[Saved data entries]

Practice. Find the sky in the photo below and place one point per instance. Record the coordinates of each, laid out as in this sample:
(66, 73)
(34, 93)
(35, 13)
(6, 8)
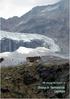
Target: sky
(10, 8)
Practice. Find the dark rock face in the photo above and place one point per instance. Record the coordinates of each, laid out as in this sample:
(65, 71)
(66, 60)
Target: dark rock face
(29, 79)
(52, 20)
(5, 90)
(1, 60)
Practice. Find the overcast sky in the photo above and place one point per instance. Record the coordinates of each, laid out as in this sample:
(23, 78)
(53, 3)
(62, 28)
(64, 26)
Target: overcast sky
(9, 8)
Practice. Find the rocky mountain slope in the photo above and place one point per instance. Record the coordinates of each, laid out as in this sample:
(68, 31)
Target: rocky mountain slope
(51, 20)
(27, 81)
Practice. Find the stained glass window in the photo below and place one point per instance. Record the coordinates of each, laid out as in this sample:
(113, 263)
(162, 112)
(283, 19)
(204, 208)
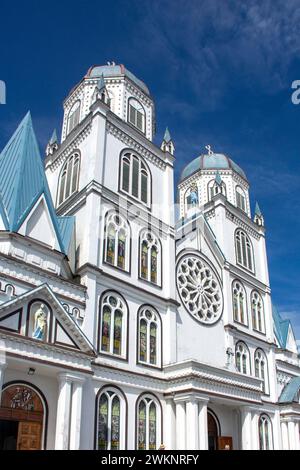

## REQUIRED WORK
How many lines in the entries above contain the string "rocky", matching case? Reply with the number only.

## PROBLEM SOLUTION
2